Stored records
+-------+

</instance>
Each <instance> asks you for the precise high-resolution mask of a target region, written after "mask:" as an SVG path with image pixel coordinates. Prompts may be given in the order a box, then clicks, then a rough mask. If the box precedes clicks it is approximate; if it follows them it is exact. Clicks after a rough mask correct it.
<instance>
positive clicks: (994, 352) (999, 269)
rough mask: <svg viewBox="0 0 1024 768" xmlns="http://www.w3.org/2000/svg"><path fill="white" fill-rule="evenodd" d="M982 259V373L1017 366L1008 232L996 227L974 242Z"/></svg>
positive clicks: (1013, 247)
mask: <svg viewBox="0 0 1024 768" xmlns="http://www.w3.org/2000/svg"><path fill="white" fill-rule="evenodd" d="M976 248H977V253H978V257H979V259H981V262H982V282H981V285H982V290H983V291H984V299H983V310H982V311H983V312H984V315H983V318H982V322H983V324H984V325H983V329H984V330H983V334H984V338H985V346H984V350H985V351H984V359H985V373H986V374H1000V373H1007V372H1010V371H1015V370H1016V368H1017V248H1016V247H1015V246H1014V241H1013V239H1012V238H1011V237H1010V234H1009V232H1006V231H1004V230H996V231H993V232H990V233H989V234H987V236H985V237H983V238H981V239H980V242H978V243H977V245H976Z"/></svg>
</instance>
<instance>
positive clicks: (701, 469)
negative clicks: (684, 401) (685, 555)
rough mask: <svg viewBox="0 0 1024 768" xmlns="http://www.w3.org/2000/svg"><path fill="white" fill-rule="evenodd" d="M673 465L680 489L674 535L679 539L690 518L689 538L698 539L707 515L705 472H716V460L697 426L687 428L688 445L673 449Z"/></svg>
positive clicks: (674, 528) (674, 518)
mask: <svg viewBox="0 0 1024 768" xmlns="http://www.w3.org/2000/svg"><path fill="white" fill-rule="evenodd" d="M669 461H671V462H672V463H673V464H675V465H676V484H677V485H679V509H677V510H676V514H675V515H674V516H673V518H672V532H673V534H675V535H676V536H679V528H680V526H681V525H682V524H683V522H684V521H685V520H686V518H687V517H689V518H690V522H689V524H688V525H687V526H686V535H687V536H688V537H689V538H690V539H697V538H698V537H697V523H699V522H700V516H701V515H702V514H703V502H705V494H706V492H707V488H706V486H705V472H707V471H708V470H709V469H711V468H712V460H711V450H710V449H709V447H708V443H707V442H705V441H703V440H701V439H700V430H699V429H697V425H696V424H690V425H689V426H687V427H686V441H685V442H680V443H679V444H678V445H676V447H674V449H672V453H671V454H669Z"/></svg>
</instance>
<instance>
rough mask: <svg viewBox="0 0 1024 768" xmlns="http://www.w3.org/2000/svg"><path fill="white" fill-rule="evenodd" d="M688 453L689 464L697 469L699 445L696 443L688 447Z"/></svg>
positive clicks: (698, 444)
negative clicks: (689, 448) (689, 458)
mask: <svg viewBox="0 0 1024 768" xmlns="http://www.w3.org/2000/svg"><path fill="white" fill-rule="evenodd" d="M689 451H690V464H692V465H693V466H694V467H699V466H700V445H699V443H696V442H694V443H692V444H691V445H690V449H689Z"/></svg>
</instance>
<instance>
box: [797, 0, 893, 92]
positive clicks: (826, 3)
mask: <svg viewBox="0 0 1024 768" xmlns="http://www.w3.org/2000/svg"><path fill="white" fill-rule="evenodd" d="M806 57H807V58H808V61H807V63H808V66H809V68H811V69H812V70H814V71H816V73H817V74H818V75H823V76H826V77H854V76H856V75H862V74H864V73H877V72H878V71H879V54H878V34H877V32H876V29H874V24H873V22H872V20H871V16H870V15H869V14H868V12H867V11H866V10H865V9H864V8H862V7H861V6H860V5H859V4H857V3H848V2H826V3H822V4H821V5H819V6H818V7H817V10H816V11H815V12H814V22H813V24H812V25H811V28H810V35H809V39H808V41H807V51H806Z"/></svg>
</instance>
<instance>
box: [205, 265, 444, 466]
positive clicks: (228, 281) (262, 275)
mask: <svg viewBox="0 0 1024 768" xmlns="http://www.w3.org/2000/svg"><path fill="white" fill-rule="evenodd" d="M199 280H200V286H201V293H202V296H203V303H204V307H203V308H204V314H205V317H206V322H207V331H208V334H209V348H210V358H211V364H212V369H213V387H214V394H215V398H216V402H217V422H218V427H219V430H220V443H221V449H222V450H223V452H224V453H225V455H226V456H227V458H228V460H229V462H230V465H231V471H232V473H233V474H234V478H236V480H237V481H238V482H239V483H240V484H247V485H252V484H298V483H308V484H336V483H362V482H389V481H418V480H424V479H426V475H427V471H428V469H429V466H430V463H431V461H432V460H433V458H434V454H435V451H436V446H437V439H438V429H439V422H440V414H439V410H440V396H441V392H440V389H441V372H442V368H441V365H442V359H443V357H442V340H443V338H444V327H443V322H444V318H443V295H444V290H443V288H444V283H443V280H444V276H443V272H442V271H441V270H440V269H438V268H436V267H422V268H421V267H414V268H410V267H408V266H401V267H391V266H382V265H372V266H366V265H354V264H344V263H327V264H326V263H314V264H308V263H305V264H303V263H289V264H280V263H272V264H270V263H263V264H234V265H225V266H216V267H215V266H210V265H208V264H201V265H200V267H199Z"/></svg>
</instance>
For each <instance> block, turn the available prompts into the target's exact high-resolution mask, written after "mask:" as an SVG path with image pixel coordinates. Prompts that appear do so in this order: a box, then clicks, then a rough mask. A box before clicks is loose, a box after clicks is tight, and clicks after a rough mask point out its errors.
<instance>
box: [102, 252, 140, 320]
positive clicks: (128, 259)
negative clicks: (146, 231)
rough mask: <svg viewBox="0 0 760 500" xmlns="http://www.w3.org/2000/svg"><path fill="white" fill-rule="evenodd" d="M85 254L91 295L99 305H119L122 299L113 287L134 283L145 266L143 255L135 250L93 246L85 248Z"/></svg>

+-------+

Assignment
Give back every line of the data exactly.

Response
</instance>
Each <instance> asks you for the precise high-resolution mask of a target region, written after "mask:" as an SVG path with image pixel coordinates. Prompts may be given in the order a box, then clicks, then a rough mask. If the box precedes clicks it is approximate; if it follows them it is exact. Clicks after a rough mask correct it.
<instance>
positive clicks: (994, 352) (999, 269)
rough mask: <svg viewBox="0 0 1024 768" xmlns="http://www.w3.org/2000/svg"><path fill="white" fill-rule="evenodd" d="M982 259V373L1017 366L1008 232L996 227L974 242Z"/></svg>
positive clicks: (1013, 247)
mask: <svg viewBox="0 0 1024 768" xmlns="http://www.w3.org/2000/svg"><path fill="white" fill-rule="evenodd" d="M976 248H977V253H978V257H979V259H981V262H982V282H981V285H982V290H983V291H984V299H983V310H982V311H983V312H984V315H983V318H982V322H983V324H984V325H983V329H984V330H983V334H984V338H985V346H984V350H985V351H984V359H985V373H986V374H1000V373H1007V372H1010V371H1015V370H1016V368H1017V248H1016V247H1015V246H1014V241H1013V239H1012V238H1011V237H1010V234H1009V232H1006V231H1004V230H996V231H993V232H990V233H989V234H987V236H985V237H983V238H981V239H980V242H978V243H977V245H976Z"/></svg>
</instance>
<instance>
positive clicks: (701, 469)
negative clicks: (684, 401) (685, 555)
rough mask: <svg viewBox="0 0 1024 768" xmlns="http://www.w3.org/2000/svg"><path fill="white" fill-rule="evenodd" d="M673 465L680 489L674 535L679 539L690 518L689 538L698 539L707 515L705 472H716V460L697 426L687 428L688 445L673 449Z"/></svg>
positive clicks: (674, 528) (674, 518)
mask: <svg viewBox="0 0 1024 768" xmlns="http://www.w3.org/2000/svg"><path fill="white" fill-rule="evenodd" d="M669 461H671V462H672V463H673V464H675V465H676V484H677V485H679V509H677V510H676V514H675V515H674V516H673V518H672V532H673V534H675V535H676V536H679V528H680V526H681V525H682V524H683V522H684V521H685V520H686V518H687V517H689V518H690V522H689V524H688V525H687V526H686V535H687V536H688V537H689V538H690V539H697V538H698V537H697V523H699V522H700V516H701V515H702V514H703V502H705V494H706V492H707V488H706V486H705V472H707V471H708V470H709V469H711V468H712V460H711V450H710V449H709V447H708V443H707V442H705V441H703V440H701V439H700V430H699V429H697V425H696V424H690V425H689V426H687V427H686V441H685V442H680V443H679V444H678V445H676V447H674V449H672V453H671V454H669Z"/></svg>
</instance>
<instance>
rough mask: <svg viewBox="0 0 1024 768" xmlns="http://www.w3.org/2000/svg"><path fill="white" fill-rule="evenodd" d="M688 453L689 464L697 469L699 445L696 443L688 447Z"/></svg>
positive clicks: (698, 444)
negative clicks: (689, 448) (689, 458)
mask: <svg viewBox="0 0 1024 768" xmlns="http://www.w3.org/2000/svg"><path fill="white" fill-rule="evenodd" d="M689 451H690V464H692V465H693V466H694V467H699V466H700V445H699V443H696V442H694V443H692V444H691V445H690V449H689Z"/></svg>
</instance>
<instance>
box: [797, 0, 893, 92]
positive clicks: (826, 3)
mask: <svg viewBox="0 0 1024 768" xmlns="http://www.w3.org/2000/svg"><path fill="white" fill-rule="evenodd" d="M806 57H807V58H808V61H807V63H808V66H809V68H811V69H812V70H814V71H816V73H817V74H818V75H823V76H826V77H854V76H856V75H862V74H864V73H877V72H878V71H879V54H878V34H877V32H876V29H874V24H873V22H872V20H871V16H870V15H869V14H868V12H867V11H866V10H865V9H864V8H862V7H861V6H860V5H859V4H857V3H848V2H826V3H822V4H821V5H819V6H818V7H817V10H816V11H815V12H814V22H813V24H812V25H811V28H810V35H809V39H808V41H807V51H806Z"/></svg>
</instance>
<instance>
box: [205, 265, 444, 466]
positive clicks: (228, 281) (262, 275)
mask: <svg viewBox="0 0 1024 768" xmlns="http://www.w3.org/2000/svg"><path fill="white" fill-rule="evenodd" d="M199 280H200V286H201V293H202V296H203V303H204V307H203V308H204V314H205V317H206V322H207V331H208V334H209V348H210V358H211V364H212V369H213V387H214V394H215V398H216V402H217V422H218V427H219V430H220V443H221V449H222V450H223V452H224V453H225V455H226V456H227V458H228V460H229V462H230V465H231V471H232V473H233V474H234V478H236V480H237V481H238V482H239V483H240V484H247V485H252V484H298V483H308V484H336V483H362V482H389V481H418V480H424V479H426V475H427V471H428V469H429V466H430V463H431V461H432V460H433V458H434V454H435V451H436V446H437V439H438V429H439V422H440V414H439V410H440V396H441V392H440V389H441V372H442V368H441V365H442V359H443V357H442V340H443V338H444V327H443V322H444V318H443V295H444V290H443V288H444V283H443V280H444V276H443V272H442V271H441V270H440V269H438V268H436V267H422V268H421V267H414V268H410V267H408V266H401V267H391V266H382V265H372V266H366V265H354V264H344V263H327V264H326V263H314V264H308V263H305V264H303V263H289V264H280V263H272V264H270V263H263V264H234V265H225V266H216V267H215V266H210V265H208V264H201V265H200V267H199Z"/></svg>
</instance>
For each <instance> block, turn the available prompts into the target's exact high-resolution mask, written after "mask:" as an SVG path with image pixel coordinates. Prompts that appear do so in this order: a box, then clicks, then a rough mask. A box before clicks is loose, a box after clicks is tight, and clicks after a rough mask point out its errors.
<instance>
box: [102, 252, 140, 320]
positive clicks: (128, 259)
negative clicks: (146, 231)
rough mask: <svg viewBox="0 0 760 500" xmlns="http://www.w3.org/2000/svg"><path fill="white" fill-rule="evenodd" d="M85 254L91 295L99 305H119L122 299L113 287L134 283L145 266L143 255L135 250L93 246L85 248Z"/></svg>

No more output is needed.